== Verilen Metin ==

Bu amaçla; şehircilik alanında coğrafi veri altyapısı ile uygulamalara yön verebilmek, uygulamada karşılaşılan ve vatandaşlarımız açısından çözümü mümkün olmayan sorunları çözebilmek, kaçak yapılaşmanın önüne geçebilmek ve yapıların denetimini kesin kurallara bağlayabilmek amacıyla; hem coğrafi bilgi sistemleri hakkında kanuni düzenlemelerin yapılması hem de temel kanunlar olan 3194 sayılı İmar Kanununda, 3621 sayılı Kıyı Kanunda, 4708 sayılı Yapı Denetimi Hakkında Kanunda, 5543 sayılı İskân Kanunda ve diğer bazı kanunlarda değişiklik yapılması ihtiyacı doğmuştur. 
Yapılan açıklamalar çerçevesinde Teklif ile getirilen düzenlemeler ana hatlarıyla şu şekildedir: 
- Mülkiyet hakkının doğurduğu sonuçlar çerçevesinde vatandaşlarımızın mağduriyetlerini gidermek, idarelerce imar mevzuatının net olarak anlaşılmasını sağlamak, kaçak yapılaşmayı her alanda engellemek ve cezalar ile caydırıcılığı sağlamak ve uygulamada karşılaşılan sorunlara çözüm getirebilmek amacıyla 3194 sayılı İmar Kanununda çeşitli düzenlemelerin hayata geçirilmesi ve planların sayısal verilerinin coğrafi veri altyapısı üzerinden toplanması sayesinde, plan verilerinin erişilebilirliğinin artması, kontrollü ve doğru şekilde izleme ve arşivleme işlemlerinin yapılması amaçlanmaktadır. 
- İmar planları ile imar planlarına göre yapılan arazi ve arsa düzenleme işlemlerine karşı açılan davaların hızlı bir şekilde çözüme kavuşturulabilmesi için ivedi yargılama usulü öngörülmektedir. 
- Kıyıların çakıllık ve kumluk karakter gösterdiği alanlarda kıyıdan mevcut haliyle yararlanmak mümkün iken kıyının doğal yapısını bozacak nitelikte rekreatif amaçlı iskelelerin yapımının engellenmesi hedeflenmektedir. 
- 4708 sayılı Yapı Denetimi Hakkında Kanunda; fiil-yaptırım dengesi gözetilerek görevini mevzuata uygun yerine getirmeyen sorumlulara ilişkin uygulanacak idari müeyyideler yeniden düzenlenmektedir. Kanunun ceza maddesi daha açık ve net hale getirilerek tereddütlerin ortadan kaldırılması amaçlanmaktadır. 
- 4735 sayılı Kamu İhale Sözleşmeleri Kanununda yapılan değişiklikle; 1934 yılında kurulan Yüksek Fen Kurulunun tecrübesinden faydalanarak yapım ve yapımla ilgili danışmanlık hizmet işlerine ilişkin sözleşmelerden kaynaklanan uyuşmazlıkların çözüme kavuşturulması amaçlanmaktadır.

===

▸ Görev Tanımı 1
Aşağıdaki kayıtlarda "sign" sözcüğünü barındıran tüm satırları toplayın.

== Gösterilen Kayıtlar ==

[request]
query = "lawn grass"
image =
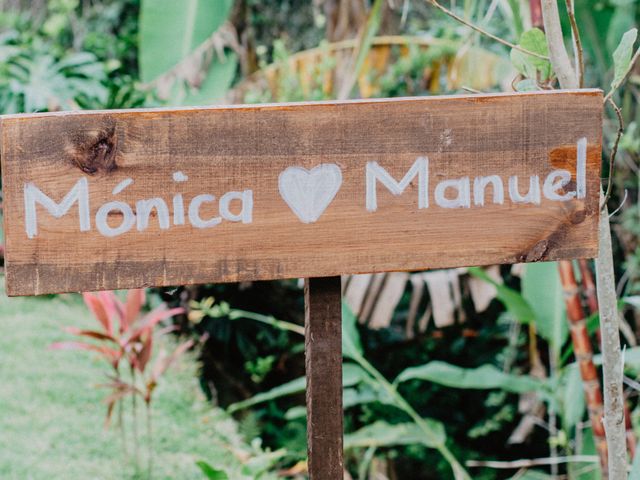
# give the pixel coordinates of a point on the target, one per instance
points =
(52, 416)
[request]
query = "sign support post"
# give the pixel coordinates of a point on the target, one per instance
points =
(323, 362)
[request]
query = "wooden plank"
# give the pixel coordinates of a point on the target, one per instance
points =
(323, 358)
(291, 164)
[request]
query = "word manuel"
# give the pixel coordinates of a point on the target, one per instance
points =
(307, 192)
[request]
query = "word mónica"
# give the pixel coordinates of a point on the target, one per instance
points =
(314, 190)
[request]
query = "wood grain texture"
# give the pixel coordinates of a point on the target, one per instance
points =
(323, 359)
(222, 149)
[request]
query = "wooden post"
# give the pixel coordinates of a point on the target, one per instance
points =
(323, 360)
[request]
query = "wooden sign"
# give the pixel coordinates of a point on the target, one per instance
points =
(121, 199)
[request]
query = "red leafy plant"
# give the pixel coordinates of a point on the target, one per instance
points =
(125, 340)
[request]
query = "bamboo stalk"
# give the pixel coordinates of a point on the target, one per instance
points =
(584, 355)
(589, 290)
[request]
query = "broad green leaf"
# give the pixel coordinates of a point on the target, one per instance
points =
(534, 41)
(541, 288)
(622, 56)
(216, 84)
(481, 378)
(532, 475)
(351, 375)
(634, 301)
(572, 397)
(170, 30)
(351, 345)
(512, 300)
(383, 434)
(212, 473)
(290, 388)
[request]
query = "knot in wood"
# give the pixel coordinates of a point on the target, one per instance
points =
(95, 150)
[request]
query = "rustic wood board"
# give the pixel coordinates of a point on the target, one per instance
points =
(327, 150)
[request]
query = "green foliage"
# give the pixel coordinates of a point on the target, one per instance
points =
(170, 31)
(622, 57)
(484, 377)
(383, 434)
(212, 473)
(172, 35)
(531, 67)
(512, 300)
(542, 290)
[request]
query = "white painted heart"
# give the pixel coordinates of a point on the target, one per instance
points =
(309, 192)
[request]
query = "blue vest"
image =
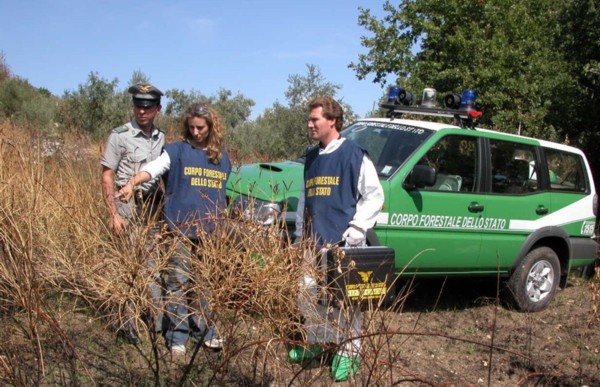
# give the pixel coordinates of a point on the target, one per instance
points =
(331, 191)
(195, 189)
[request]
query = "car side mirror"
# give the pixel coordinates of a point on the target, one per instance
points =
(421, 176)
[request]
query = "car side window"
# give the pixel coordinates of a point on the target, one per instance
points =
(565, 171)
(455, 159)
(513, 167)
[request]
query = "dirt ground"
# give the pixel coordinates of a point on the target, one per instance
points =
(447, 333)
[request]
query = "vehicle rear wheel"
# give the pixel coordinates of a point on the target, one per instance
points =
(533, 284)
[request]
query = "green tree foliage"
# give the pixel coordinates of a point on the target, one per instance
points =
(281, 132)
(96, 107)
(234, 110)
(179, 100)
(579, 41)
(501, 48)
(4, 69)
(26, 105)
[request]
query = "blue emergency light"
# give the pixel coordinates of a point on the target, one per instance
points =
(399, 96)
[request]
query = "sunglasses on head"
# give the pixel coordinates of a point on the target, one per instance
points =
(201, 110)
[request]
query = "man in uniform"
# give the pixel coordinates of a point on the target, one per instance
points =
(129, 147)
(340, 201)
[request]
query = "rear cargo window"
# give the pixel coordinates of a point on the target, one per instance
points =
(565, 171)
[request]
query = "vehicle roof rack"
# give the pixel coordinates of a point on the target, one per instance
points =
(464, 118)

===

▸ Görev Tanımı 2
Yukarıda verilen, imar ve yapı mevzuatındaki kanun değişikliklerini anlatan metni son cümlesinin ardından devam ettirin.

▸ Doğru Yanıt 1
query = "sign support post"
query = "wooden sign"

▸ Doğru Yanıt 2
- 5368 sayılı Lisanslı Harita Kadastro Mühendisleri ve Büroları Hakkında Kanunda yapılan değişikliklerle haksız rekabetin ve kayıt dışılığın önlenmesi amaçlanmaktadır. 
- 5543 sayılı İskân Kanununda yapılan değişikliklerle, iskan çalışmaları açısından asıl yetkili olan Bakanlık tanımlanmakta ve bu Kanun kapsamında yapılan yardımlardan faydalanacakların kapsamı genişletilmektedir. 
- Coğrafi Bilgi Sistemi verilerinin kamu kurum-kuruluşları, üniversiteler, gerçek kişiler ve özel hukuk tüzel kişileri ile paylaşılmasına ilişkin esaslar belirlenmektedir. 

MADDE GEREKÇELERİ 

MADDE 1- Madde ile; kamu kurum ve kuruluşlarının birbirleri arasında coğrafi verilerle ilgili erişim, paylaşım ve kullanımının bedelsiz bir şekilde coğrafi bilgi platformu üzerinden sağlanması amaçlanmaktadır. 
Ayrıca madde ile; yerli-yabancı gerçek ve özel hukuk tüzel kişilerinin söz konusu coğrafi verileri toplayabilmesine, üretebilmesine, paylaşabilmesine ve satabilmesine yönelik düzenleme yapılmakta ve bu düzenlemelere uyulmaması durumunda uygulanacak idari para cezaları belirlenmektedir.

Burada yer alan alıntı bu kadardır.